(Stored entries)

---------------

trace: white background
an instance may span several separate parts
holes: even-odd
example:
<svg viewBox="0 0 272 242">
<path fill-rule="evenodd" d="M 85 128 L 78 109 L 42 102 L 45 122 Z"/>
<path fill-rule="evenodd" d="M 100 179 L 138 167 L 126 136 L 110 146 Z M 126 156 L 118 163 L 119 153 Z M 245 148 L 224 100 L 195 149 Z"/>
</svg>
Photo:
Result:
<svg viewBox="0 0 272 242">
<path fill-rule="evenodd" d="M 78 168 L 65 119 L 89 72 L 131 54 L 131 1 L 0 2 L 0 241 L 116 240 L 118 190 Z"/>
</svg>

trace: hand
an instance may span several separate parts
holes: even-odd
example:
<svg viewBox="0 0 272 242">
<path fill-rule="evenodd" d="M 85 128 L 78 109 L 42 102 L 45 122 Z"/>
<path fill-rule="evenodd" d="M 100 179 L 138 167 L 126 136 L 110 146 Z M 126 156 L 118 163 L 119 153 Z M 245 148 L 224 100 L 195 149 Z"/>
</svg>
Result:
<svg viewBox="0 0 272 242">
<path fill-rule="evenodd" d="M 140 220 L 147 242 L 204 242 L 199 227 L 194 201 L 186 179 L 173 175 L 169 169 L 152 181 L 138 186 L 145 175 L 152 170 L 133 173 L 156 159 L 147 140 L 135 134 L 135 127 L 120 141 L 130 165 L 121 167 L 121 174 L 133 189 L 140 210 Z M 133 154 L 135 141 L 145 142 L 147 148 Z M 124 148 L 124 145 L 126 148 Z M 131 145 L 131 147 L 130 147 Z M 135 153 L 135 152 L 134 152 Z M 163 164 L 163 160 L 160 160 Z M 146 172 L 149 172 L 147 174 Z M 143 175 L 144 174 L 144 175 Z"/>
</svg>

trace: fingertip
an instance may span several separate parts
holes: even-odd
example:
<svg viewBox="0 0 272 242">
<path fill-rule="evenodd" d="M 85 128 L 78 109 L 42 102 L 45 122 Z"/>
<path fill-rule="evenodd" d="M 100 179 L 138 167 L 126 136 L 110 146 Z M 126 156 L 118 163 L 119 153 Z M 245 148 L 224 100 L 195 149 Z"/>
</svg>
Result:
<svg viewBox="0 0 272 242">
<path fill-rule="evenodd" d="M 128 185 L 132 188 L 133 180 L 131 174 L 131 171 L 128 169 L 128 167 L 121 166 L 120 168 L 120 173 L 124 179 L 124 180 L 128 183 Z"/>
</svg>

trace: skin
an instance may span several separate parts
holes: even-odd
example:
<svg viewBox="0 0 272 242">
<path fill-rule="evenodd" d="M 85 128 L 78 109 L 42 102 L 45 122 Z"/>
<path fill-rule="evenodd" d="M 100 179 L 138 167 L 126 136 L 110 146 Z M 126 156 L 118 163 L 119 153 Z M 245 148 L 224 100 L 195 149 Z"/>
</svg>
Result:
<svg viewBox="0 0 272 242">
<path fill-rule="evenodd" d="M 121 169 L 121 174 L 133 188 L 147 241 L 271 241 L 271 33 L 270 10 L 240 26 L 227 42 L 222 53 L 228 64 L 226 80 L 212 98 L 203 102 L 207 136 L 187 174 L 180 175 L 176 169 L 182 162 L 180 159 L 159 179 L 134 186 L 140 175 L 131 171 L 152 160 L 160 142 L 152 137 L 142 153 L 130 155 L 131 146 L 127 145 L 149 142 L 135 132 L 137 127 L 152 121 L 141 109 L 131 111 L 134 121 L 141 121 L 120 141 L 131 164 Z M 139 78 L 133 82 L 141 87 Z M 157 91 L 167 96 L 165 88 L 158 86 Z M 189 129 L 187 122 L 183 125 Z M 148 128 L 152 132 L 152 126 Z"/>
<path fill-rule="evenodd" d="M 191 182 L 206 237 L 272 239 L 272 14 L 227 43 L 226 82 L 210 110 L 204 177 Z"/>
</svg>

---------------

* [Prompt]: Reproduce the entire listing above, keeping every line unchanged.

* [The solution]:
trace: white background
an instance may span several separate parts
holes: even-odd
example:
<svg viewBox="0 0 272 242">
<path fill-rule="evenodd" d="M 85 128 L 78 109 L 42 102 L 45 122 Z"/>
<path fill-rule="evenodd" d="M 100 179 L 138 167 L 126 136 L 110 146 Z M 126 156 L 118 163 L 119 153 Z M 245 148 L 224 100 L 195 149 Z"/>
</svg>
Photo:
Result:
<svg viewBox="0 0 272 242">
<path fill-rule="evenodd" d="M 78 168 L 65 119 L 89 72 L 131 54 L 131 1 L 0 2 L 0 241 L 116 240 L 118 190 Z"/>
</svg>

trace: hand
an instance may span several separate parts
holes: even-odd
example:
<svg viewBox="0 0 272 242">
<path fill-rule="evenodd" d="M 85 128 L 78 109 L 42 102 L 45 122 Z"/>
<path fill-rule="evenodd" d="M 100 179 L 138 167 L 126 136 L 110 146 Z M 126 156 L 118 163 L 119 153 Z M 245 148 L 224 100 L 195 149 Z"/>
</svg>
Result:
<svg viewBox="0 0 272 242">
<path fill-rule="evenodd" d="M 140 220 L 147 242 L 204 242 L 199 227 L 194 201 L 186 179 L 173 175 L 169 169 L 152 181 L 138 186 L 145 175 L 152 170 L 133 173 L 156 159 L 147 140 L 135 134 L 135 127 L 120 141 L 130 165 L 121 167 L 121 174 L 133 189 L 140 210 Z M 133 154 L 135 141 L 145 142 L 147 148 Z M 124 148 L 124 145 L 126 148 Z M 131 145 L 131 147 L 130 147 Z M 135 153 L 135 152 L 134 152 Z M 163 164 L 163 160 L 160 160 Z M 146 172 L 149 172 L 147 174 Z M 143 175 L 144 174 L 144 175 Z"/>
</svg>

trace: fingertip
an instance may span several separate parts
holes: even-odd
example:
<svg viewBox="0 0 272 242">
<path fill-rule="evenodd" d="M 85 128 L 78 109 L 42 102 L 45 122 Z"/>
<path fill-rule="evenodd" d="M 100 179 L 138 167 L 126 136 L 110 146 Z M 126 156 L 118 163 L 119 153 Z M 245 148 L 224 100 L 195 149 Z"/>
</svg>
Result:
<svg viewBox="0 0 272 242">
<path fill-rule="evenodd" d="M 128 185 L 132 188 L 133 180 L 131 174 L 131 171 L 128 169 L 128 167 L 121 166 L 120 168 L 120 173 L 124 179 L 124 180 L 128 183 Z"/>
</svg>

trace: skin
an instance may span several separate parts
holes: even-odd
example:
<svg viewBox="0 0 272 242">
<path fill-rule="evenodd" d="M 85 128 L 78 109 L 42 102 L 45 122 Z"/>
<path fill-rule="evenodd" d="M 100 179 L 138 167 L 126 136 L 110 146 Z M 126 156 L 118 163 L 119 153 Z M 245 148 L 224 100 L 195 149 Z"/>
</svg>
Result:
<svg viewBox="0 0 272 242">
<path fill-rule="evenodd" d="M 121 169 L 121 174 L 133 188 L 147 241 L 271 241 L 271 33 L 270 10 L 240 26 L 227 42 L 222 53 L 228 64 L 226 80 L 212 98 L 203 102 L 207 136 L 187 174 L 180 175 L 176 169 L 182 162 L 180 159 L 159 179 L 134 186 L 140 175 L 131 171 L 152 160 L 160 142 L 152 137 L 142 153 L 130 155 L 131 146 L 127 145 L 149 142 L 135 132 L 137 127 L 152 121 L 141 109 L 131 111 L 134 121 L 141 121 L 120 141 L 131 164 Z M 139 78 L 133 82 L 141 87 Z M 157 91 L 167 96 L 165 88 L 158 86 Z M 189 129 L 187 122 L 183 125 Z M 148 128 L 152 132 L 152 126 Z"/>
<path fill-rule="evenodd" d="M 191 182 L 206 237 L 272 239 L 272 14 L 227 43 L 226 82 L 210 110 L 204 177 Z"/>
</svg>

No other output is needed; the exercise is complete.